- AVAILABLE DATA
---+---

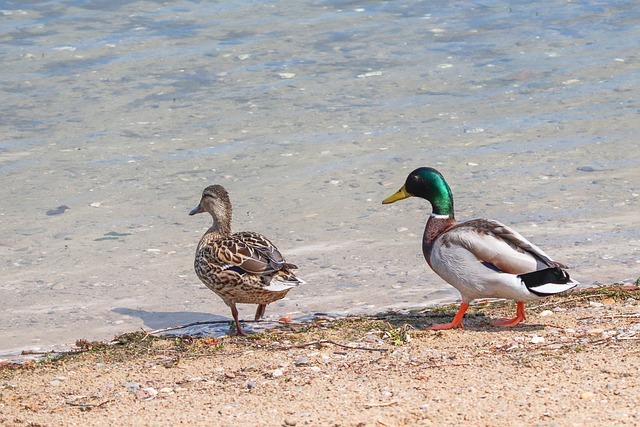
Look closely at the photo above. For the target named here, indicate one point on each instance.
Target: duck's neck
(436, 225)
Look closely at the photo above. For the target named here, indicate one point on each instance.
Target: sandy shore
(574, 362)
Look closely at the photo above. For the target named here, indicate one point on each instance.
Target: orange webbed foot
(456, 323)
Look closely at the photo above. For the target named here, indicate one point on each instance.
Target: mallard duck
(481, 258)
(243, 267)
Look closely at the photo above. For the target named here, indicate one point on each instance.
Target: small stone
(537, 340)
(587, 395)
(132, 386)
(151, 392)
(303, 361)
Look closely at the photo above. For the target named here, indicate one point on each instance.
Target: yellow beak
(399, 195)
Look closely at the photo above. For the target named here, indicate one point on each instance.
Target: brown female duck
(243, 267)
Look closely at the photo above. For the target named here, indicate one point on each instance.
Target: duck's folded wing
(494, 243)
(252, 252)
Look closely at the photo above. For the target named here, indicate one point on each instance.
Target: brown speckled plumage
(243, 267)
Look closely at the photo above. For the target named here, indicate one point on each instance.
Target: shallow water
(310, 113)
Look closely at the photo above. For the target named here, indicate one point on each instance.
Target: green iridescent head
(428, 184)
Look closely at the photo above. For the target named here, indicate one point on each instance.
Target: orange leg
(520, 316)
(234, 312)
(457, 320)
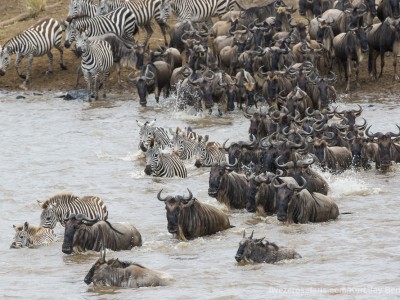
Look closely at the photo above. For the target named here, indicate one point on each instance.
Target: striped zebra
(121, 21)
(144, 10)
(97, 59)
(200, 10)
(79, 8)
(163, 164)
(59, 207)
(208, 153)
(184, 147)
(37, 40)
(148, 132)
(32, 236)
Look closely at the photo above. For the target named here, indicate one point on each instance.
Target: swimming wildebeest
(82, 234)
(123, 274)
(188, 218)
(258, 251)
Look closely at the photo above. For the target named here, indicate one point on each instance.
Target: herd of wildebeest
(271, 62)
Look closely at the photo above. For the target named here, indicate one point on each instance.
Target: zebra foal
(58, 208)
(97, 59)
(37, 40)
(32, 236)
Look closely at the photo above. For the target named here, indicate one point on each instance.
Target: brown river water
(50, 145)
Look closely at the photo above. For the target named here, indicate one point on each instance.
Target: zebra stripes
(163, 164)
(32, 236)
(144, 10)
(121, 21)
(184, 147)
(200, 10)
(208, 153)
(148, 132)
(97, 59)
(37, 40)
(82, 8)
(59, 207)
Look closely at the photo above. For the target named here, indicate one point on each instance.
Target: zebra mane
(59, 198)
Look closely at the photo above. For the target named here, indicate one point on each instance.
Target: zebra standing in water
(144, 10)
(97, 58)
(208, 153)
(37, 40)
(59, 207)
(121, 21)
(32, 236)
(201, 10)
(149, 132)
(183, 146)
(163, 164)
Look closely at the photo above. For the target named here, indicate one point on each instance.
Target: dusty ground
(65, 80)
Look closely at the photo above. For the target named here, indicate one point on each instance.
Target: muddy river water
(50, 145)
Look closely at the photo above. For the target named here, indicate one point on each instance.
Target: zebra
(144, 10)
(121, 21)
(163, 164)
(97, 58)
(201, 10)
(37, 40)
(183, 146)
(148, 132)
(58, 208)
(81, 8)
(32, 236)
(208, 153)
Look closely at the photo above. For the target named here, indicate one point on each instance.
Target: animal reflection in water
(124, 274)
(258, 251)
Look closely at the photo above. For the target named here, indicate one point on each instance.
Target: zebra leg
(50, 68)
(86, 75)
(61, 50)
(149, 31)
(17, 62)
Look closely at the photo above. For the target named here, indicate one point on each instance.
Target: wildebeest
(297, 205)
(32, 236)
(382, 38)
(227, 186)
(154, 77)
(388, 150)
(82, 234)
(259, 250)
(335, 159)
(124, 274)
(188, 218)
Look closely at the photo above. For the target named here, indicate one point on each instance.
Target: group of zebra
(120, 17)
(185, 145)
(56, 209)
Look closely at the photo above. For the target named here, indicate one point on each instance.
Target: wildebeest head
(173, 206)
(20, 238)
(284, 194)
(216, 174)
(385, 146)
(72, 224)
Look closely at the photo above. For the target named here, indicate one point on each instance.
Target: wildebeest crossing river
(50, 145)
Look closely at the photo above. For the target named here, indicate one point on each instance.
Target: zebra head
(70, 34)
(75, 8)
(103, 7)
(48, 218)
(82, 43)
(20, 238)
(5, 58)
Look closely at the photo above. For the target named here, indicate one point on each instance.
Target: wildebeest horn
(159, 196)
(186, 199)
(391, 134)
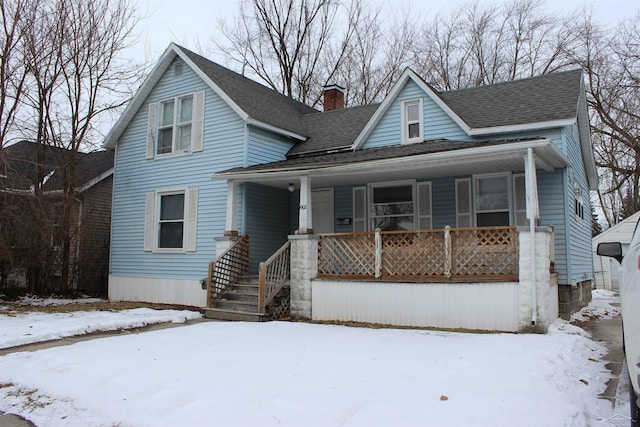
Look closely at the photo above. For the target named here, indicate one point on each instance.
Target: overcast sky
(189, 21)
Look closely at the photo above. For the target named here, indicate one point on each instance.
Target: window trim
(175, 125)
(156, 219)
(514, 189)
(405, 121)
(475, 195)
(372, 186)
(152, 220)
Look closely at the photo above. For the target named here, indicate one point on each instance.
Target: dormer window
(175, 126)
(178, 67)
(412, 121)
(174, 129)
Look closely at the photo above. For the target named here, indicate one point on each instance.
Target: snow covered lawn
(298, 374)
(19, 327)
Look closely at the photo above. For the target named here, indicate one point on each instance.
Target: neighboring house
(467, 168)
(27, 167)
(607, 269)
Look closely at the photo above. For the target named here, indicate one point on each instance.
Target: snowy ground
(298, 374)
(21, 328)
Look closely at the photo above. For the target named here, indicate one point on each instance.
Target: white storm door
(322, 210)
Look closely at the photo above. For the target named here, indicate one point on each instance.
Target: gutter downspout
(532, 212)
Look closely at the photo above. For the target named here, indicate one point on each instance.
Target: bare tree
(477, 44)
(609, 59)
(294, 46)
(72, 54)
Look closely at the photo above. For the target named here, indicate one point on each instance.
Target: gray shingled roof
(258, 101)
(333, 130)
(537, 99)
(369, 154)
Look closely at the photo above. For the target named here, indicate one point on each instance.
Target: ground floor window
(171, 221)
(492, 200)
(392, 207)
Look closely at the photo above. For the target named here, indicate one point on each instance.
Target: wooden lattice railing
(487, 253)
(274, 273)
(226, 270)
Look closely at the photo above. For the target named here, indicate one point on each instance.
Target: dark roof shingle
(258, 101)
(538, 99)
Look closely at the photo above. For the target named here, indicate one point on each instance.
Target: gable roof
(257, 101)
(253, 102)
(19, 170)
(546, 98)
(550, 100)
(547, 101)
(333, 130)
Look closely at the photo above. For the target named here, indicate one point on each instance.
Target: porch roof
(429, 159)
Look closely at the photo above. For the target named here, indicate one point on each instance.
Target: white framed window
(178, 68)
(171, 220)
(175, 125)
(520, 200)
(425, 216)
(463, 203)
(391, 206)
(412, 121)
(359, 196)
(492, 200)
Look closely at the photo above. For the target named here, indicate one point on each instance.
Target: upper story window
(412, 121)
(174, 129)
(175, 125)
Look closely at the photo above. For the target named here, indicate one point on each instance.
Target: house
(32, 178)
(607, 269)
(462, 209)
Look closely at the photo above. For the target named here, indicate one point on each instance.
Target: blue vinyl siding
(552, 211)
(443, 200)
(266, 147)
(579, 246)
(267, 222)
(135, 176)
(437, 124)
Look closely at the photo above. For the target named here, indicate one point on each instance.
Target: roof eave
(522, 127)
(454, 156)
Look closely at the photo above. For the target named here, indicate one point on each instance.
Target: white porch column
(304, 268)
(536, 280)
(305, 219)
(230, 228)
(533, 213)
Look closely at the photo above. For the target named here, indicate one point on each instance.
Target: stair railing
(227, 268)
(274, 273)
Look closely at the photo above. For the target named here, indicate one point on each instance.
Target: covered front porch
(489, 267)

---+---

- DESCRIPTION OF THE TASK
Without any pictures, return the entries exactly as given.

- WRITTEN RESPONSE
Look closely at the photo above. For the target named here, indicate one point on each instance.
Target: duck's neck
(436, 225)
Look closely at the photo above. For the target named here, indicate one point on each instance.
Target: sandy shore
(574, 362)
Look closely at the photo above. For the target named here, indicate one point on each instance.
Target: orange webbed foot
(456, 323)
Look closely at the photo above. For the target named here, indicate one point on each instance.
Target: mallard duck
(481, 258)
(243, 267)
Look closely at the photo above. For the target named here, indicate one point on each instance.
Target: small stone
(537, 340)
(587, 395)
(132, 386)
(151, 392)
(303, 361)
Look closely at the photo above. For the target named here, indicate one point on each instance.
Target: yellow beak
(399, 195)
Look closely at the photo above. For the target named here, indicate one point on each instance.
Target: brown female duck
(243, 267)
Look closely at the photo above. For the target named here, indicate one point on each instance.
Target: duck's folded wing
(494, 243)
(252, 252)
Look closely at the photo above. For the target named here, indicate one point on each instance.
Target: brown speckled plumage
(243, 267)
Look closely at the photo above. For the target named here, indicate one point on each instance.
Target: shallow water
(310, 113)
Look closely at the photo above. For the target named here, indicate one point on each instance.
Target: green iridescent head
(428, 184)
Look closely at the photo above. For the target named here, indicate one point on each instance.
Target: orange leg
(520, 316)
(234, 312)
(457, 320)
Look closely at the photo above. For the target named here, indicate one point on each instance.
Target: striped zebra
(121, 21)
(144, 10)
(97, 59)
(200, 10)
(79, 8)
(163, 164)
(59, 207)
(208, 153)
(184, 147)
(37, 40)
(148, 132)
(32, 236)
Look closely at the photo above. For the target named here, indicate one point on each instance.
Target: swimming wildebeest
(82, 234)
(123, 274)
(188, 218)
(258, 251)
Look closely at the photo above. For the target named here, indicate one point on each instance.
Target: herd of wildebeest
(271, 62)
Look closely at the photo above. For the target named here, indicate one point on each instance.
Target: zebra foal
(58, 208)
(97, 59)
(37, 40)
(32, 236)
Look closely at the photo above. For the target named here, indicate one point on each instance.
Target: brown river water
(50, 145)
Look closely at the photo above. For the target named here, indicate one point on each instance.
Target: zebra stripes
(163, 164)
(32, 236)
(144, 10)
(121, 21)
(184, 147)
(200, 10)
(208, 153)
(148, 132)
(97, 59)
(37, 40)
(82, 8)
(59, 207)
Look closely at the photo above. For the target named here, indicate one point on each instance.
Target: zebra mane
(59, 198)
Look closely at the photo above. For the target named here, indicate one point on each instance.
Target: zebra standing in water
(144, 10)
(97, 58)
(208, 153)
(37, 40)
(59, 207)
(121, 21)
(32, 236)
(201, 10)
(149, 132)
(183, 146)
(163, 164)
Look closely at the photo above. For the target named here, indicate one point on each instance.
Target: dusty ground
(65, 80)
Look closely at the photo above. For the target named here, indicate one point on each instance.
Target: muddy river water
(50, 145)
Look closely at the photo above. For the target named here, indicate one point on each instance.
Target: zebra
(144, 10)
(121, 21)
(163, 164)
(97, 58)
(201, 10)
(37, 40)
(183, 146)
(148, 132)
(58, 208)
(81, 8)
(32, 236)
(208, 153)
Look closely at the photo above. For the target named here, indicate one point on each instance.
Target: animal reflection in water
(124, 274)
(258, 251)
Look closely at the photo above. For the target named here, indicate one point on each instance.
Target: zebra leg
(50, 68)
(86, 75)
(61, 50)
(149, 31)
(17, 62)
Look closely at the photo above. For the target named here, indicate one point on each instance.
Target: wildebeest
(297, 205)
(32, 236)
(382, 38)
(227, 186)
(154, 77)
(388, 150)
(82, 234)
(259, 250)
(335, 159)
(124, 274)
(188, 218)
Look closely at the photo above. For the target named here, indicate one point on each instance.
Target: group of zebra
(120, 17)
(185, 145)
(56, 209)
Look closely at the photo above. For the target named here, indicate one point on each instance.
Target: wildebeest head
(173, 206)
(20, 238)
(284, 194)
(216, 174)
(385, 146)
(72, 224)
Look closely at the photo above. For the target named here, indicate one point on each instance.
Target: wildebeest crossing river
(50, 145)
Look closely at the photo above. For the target named here, indicate one point on each instance.
Target: zebra head
(70, 34)
(75, 8)
(103, 7)
(48, 218)
(82, 43)
(20, 238)
(5, 58)
Look closely at the photo above. For the target named here, indicate one point on each instance.
Target: wildebeest horn
(159, 196)
(186, 199)
(391, 134)
Look closely at the photo above. For the target named here, indicate one point on each instance.
Target: overcast sky
(189, 21)
Look closely at the photo above. For the target named here, indicate one point on each instance.
Target: window trim
(175, 125)
(156, 219)
(514, 189)
(405, 121)
(475, 195)
(372, 186)
(152, 220)
Look closely at the photo above. For the target named here, indicate one point on each instance.
Target: dormer window
(175, 126)
(178, 67)
(412, 121)
(174, 129)
Look closely at the photo above. For the target named here, indicate one point on each instance.
Target: snow covered lawn
(298, 374)
(19, 327)
Look closely at the photo above. For the target named here, indicate one point on each instance.
Target: neighboring house
(467, 168)
(27, 167)
(607, 269)
Look closely at the photo above. For the target named here, indicate one point on each instance.
Target: snowy ground
(298, 374)
(21, 328)
Look closely at the photo above. For the target named here, indicate one point on each instance.
Target: white storm door
(322, 210)
Look closely at the photo above. For the target named here, indicate one point on each instance.
Target: gutter downspout
(532, 212)
Look closely at the photo above. For the target named here, indicate one point on each instance.
Target: bare tree
(477, 44)
(609, 59)
(294, 46)
(72, 54)
Look closely at the photo above. For the target named here, indicate one point on each instance.
Target: gray shingled roof
(258, 101)
(333, 130)
(537, 99)
(369, 154)
Look closely at the photo above. For the target named here, indicate one point on each instance.
Target: ground floor window
(171, 221)
(492, 200)
(392, 207)
Look closely at the photo above. For the target named here, indicate one point on each instance.
Target: wooden lattice railing
(487, 253)
(274, 273)
(226, 270)
Look closely at the photo above. For the target named here, indicate one point on each instance.
Target: dark roof shingle
(258, 101)
(538, 99)
Look closely at the photo above. For the target named here, indicate one point on each instance.
Target: gable roof
(257, 101)
(253, 102)
(19, 170)
(546, 98)
(550, 100)
(547, 101)
(333, 130)
Look closely at the photo above. For the target named here, indicate one point on each instance.
Target: porch roof
(429, 159)
Look closely at the photo above. For the target named here, indicate one point on each instance.
Target: white framed window
(178, 68)
(171, 220)
(175, 125)
(520, 200)
(425, 216)
(463, 203)
(391, 206)
(412, 121)
(359, 196)
(492, 200)
Look closely at the photo above. For the target named here, indicate one point on each instance.
Target: upper story window
(412, 121)
(174, 129)
(175, 125)
Look closely at the photo above. For the target named here, indicate one point on each instance.
Target: house
(32, 178)
(607, 269)
(462, 209)
Look closely at the photo above. For the target named here, indicate one point on each instance.
Target: blue vinyl siding
(552, 211)
(443, 200)
(266, 147)
(579, 246)
(267, 222)
(135, 176)
(437, 124)
Look closely at the photo above. For the target named here, indicate one point on each instance.
Target: roof eave
(522, 127)
(454, 156)
Look closely at the photo above. For the target named here, indicate one point on each instance.
Target: white porch column
(304, 268)
(536, 280)
(305, 219)
(230, 228)
(533, 213)
Look closely at the photo above. For the target named here, indicate one point on each instance.
Target: stair railing
(227, 268)
(274, 273)
Look closely at the photo above. For the target named here, indicate one point on each instance.
Target: covered front porch
(489, 267)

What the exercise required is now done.